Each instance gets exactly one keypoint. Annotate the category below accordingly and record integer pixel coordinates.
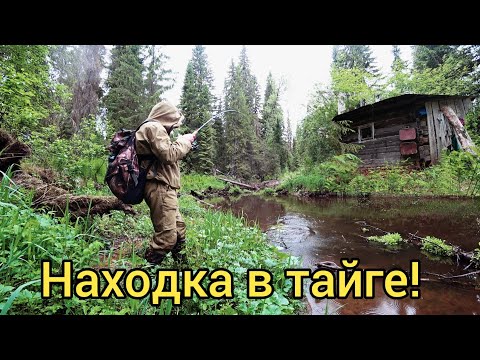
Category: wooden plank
(431, 132)
(459, 108)
(467, 105)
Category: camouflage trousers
(167, 221)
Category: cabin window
(366, 132)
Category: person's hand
(189, 137)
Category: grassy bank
(216, 240)
(458, 174)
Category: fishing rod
(195, 142)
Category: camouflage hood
(167, 114)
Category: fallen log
(11, 152)
(460, 255)
(58, 200)
(453, 280)
(462, 135)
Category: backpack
(124, 176)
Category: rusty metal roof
(393, 103)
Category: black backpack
(125, 178)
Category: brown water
(319, 230)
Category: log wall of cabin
(439, 129)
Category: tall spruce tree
(218, 126)
(354, 57)
(125, 98)
(86, 89)
(196, 103)
(430, 56)
(157, 78)
(354, 76)
(273, 130)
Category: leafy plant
(388, 239)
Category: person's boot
(177, 254)
(153, 257)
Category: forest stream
(328, 230)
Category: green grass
(387, 239)
(437, 246)
(116, 240)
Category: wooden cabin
(410, 126)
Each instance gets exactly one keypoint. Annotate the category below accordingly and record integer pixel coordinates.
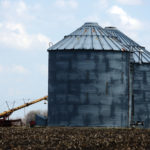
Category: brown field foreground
(74, 138)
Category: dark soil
(52, 138)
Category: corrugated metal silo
(140, 80)
(88, 80)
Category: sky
(27, 27)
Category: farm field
(62, 138)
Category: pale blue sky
(27, 26)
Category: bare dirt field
(70, 138)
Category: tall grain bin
(88, 80)
(140, 78)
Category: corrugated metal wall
(88, 88)
(141, 92)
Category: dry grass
(74, 138)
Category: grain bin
(140, 78)
(88, 80)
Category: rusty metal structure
(98, 77)
(5, 121)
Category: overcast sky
(27, 26)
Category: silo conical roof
(90, 36)
(139, 52)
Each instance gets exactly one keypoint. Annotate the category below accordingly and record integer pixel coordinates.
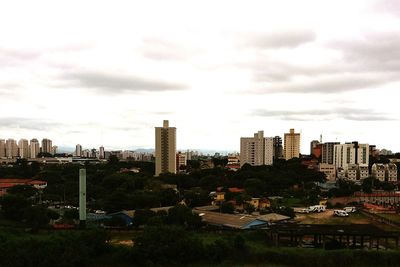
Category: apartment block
(291, 145)
(329, 170)
(351, 153)
(384, 172)
(257, 150)
(23, 148)
(327, 152)
(165, 149)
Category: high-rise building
(34, 148)
(78, 150)
(257, 150)
(292, 145)
(327, 152)
(278, 149)
(23, 150)
(54, 150)
(101, 153)
(2, 148)
(181, 159)
(11, 149)
(165, 149)
(313, 145)
(351, 153)
(47, 146)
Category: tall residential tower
(257, 150)
(292, 145)
(165, 149)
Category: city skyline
(262, 66)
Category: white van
(317, 208)
(349, 209)
(340, 213)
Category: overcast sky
(108, 72)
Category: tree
(36, 217)
(113, 160)
(249, 208)
(142, 216)
(13, 206)
(182, 215)
(25, 191)
(168, 245)
(227, 207)
(71, 214)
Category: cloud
(387, 6)
(274, 40)
(351, 114)
(28, 123)
(375, 51)
(12, 57)
(112, 83)
(328, 84)
(158, 49)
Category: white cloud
(108, 72)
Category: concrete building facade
(47, 145)
(11, 149)
(34, 148)
(291, 145)
(327, 152)
(329, 170)
(165, 149)
(23, 148)
(257, 150)
(351, 153)
(278, 148)
(2, 148)
(384, 172)
(181, 159)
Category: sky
(108, 72)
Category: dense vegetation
(171, 245)
(160, 238)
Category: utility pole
(82, 198)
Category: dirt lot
(327, 217)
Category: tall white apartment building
(47, 145)
(2, 148)
(78, 150)
(291, 145)
(257, 150)
(34, 148)
(384, 172)
(101, 153)
(165, 149)
(351, 153)
(11, 148)
(23, 146)
(181, 159)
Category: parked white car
(350, 209)
(317, 208)
(340, 213)
(305, 210)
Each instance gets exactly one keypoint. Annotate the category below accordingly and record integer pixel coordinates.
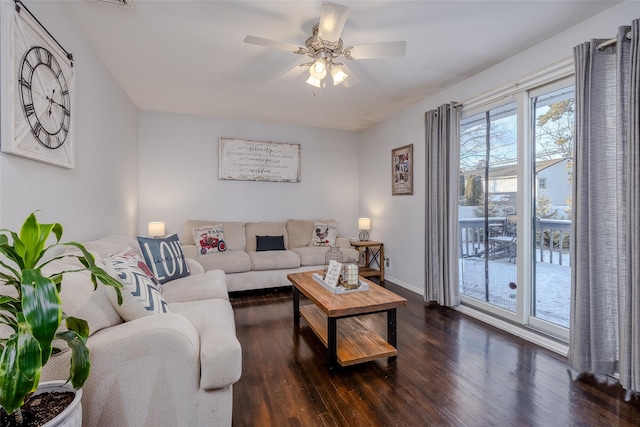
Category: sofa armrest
(194, 266)
(143, 372)
(343, 242)
(190, 251)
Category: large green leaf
(42, 308)
(20, 366)
(76, 338)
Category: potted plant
(32, 313)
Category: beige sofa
(170, 369)
(248, 269)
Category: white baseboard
(405, 285)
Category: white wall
(99, 196)
(398, 221)
(179, 174)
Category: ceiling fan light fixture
(318, 69)
(314, 82)
(338, 75)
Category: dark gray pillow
(270, 243)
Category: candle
(352, 274)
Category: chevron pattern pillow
(140, 293)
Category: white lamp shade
(318, 69)
(314, 82)
(155, 229)
(338, 75)
(364, 223)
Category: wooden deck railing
(552, 238)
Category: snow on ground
(552, 286)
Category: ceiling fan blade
(352, 78)
(289, 47)
(377, 50)
(294, 72)
(332, 19)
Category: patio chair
(503, 239)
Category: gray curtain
(605, 288)
(441, 205)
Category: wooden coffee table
(353, 342)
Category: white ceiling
(189, 57)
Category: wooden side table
(373, 257)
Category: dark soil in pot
(38, 410)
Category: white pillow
(324, 234)
(140, 292)
(209, 238)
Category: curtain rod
(612, 41)
(19, 5)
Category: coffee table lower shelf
(355, 342)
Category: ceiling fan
(325, 48)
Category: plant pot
(72, 415)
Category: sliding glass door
(488, 142)
(515, 207)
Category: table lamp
(364, 225)
(155, 229)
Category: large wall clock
(38, 88)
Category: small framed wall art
(37, 90)
(402, 170)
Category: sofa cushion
(220, 351)
(209, 239)
(324, 234)
(300, 231)
(270, 243)
(274, 260)
(264, 229)
(111, 245)
(164, 256)
(196, 287)
(229, 262)
(79, 298)
(140, 293)
(234, 233)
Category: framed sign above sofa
(246, 160)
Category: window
(542, 183)
(515, 203)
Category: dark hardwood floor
(451, 370)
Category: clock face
(37, 90)
(44, 97)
- - - -
> **Exercise**
Copy every line of the records from the line containing "Category: gray curtain" through the end of the records, inclusive, and shift each pixel coordinate by -83.

> **Solution below**
Category: gray curtain
(522, 205)
(358, 122)
Category: wooden coffee table
(270, 259)
Category: white ceiling
(106, -26)
Category: wooden side table
(290, 174)
Category: dark soil in pot
(-45, 327)
Category: white pillow
(241, 151)
(57, 209)
(126, 155)
Category: curtain rod
(529, -42)
(-64, -78)
Category: coffee table lower shelf
(272, 259)
Category: ceiling fan
(242, -35)
Category: plant pot
(-11, 332)
Category: sliding glass door
(405, 59)
(432, 124)
Category: table lamp
(281, 142)
(72, 146)
Category: large wall clock
(-45, 5)
Category: small framed wall art
(-46, 7)
(319, 87)
Category: sofa cushion
(137, 268)
(126, 156)
(241, 151)
(217, 148)
(187, 160)
(191, 177)
(181, 146)
(28, 162)
(81, 173)
(113, 204)
(146, 179)
(-4, 215)
(57, 210)
(151, 150)
Category: framed sign above sofa
(163, 77)
Category: window
(459, 100)
(432, 120)
Category: dark hardwood floor
(368, 287)
Category: clock face
(-46, 7)
(-39, 14)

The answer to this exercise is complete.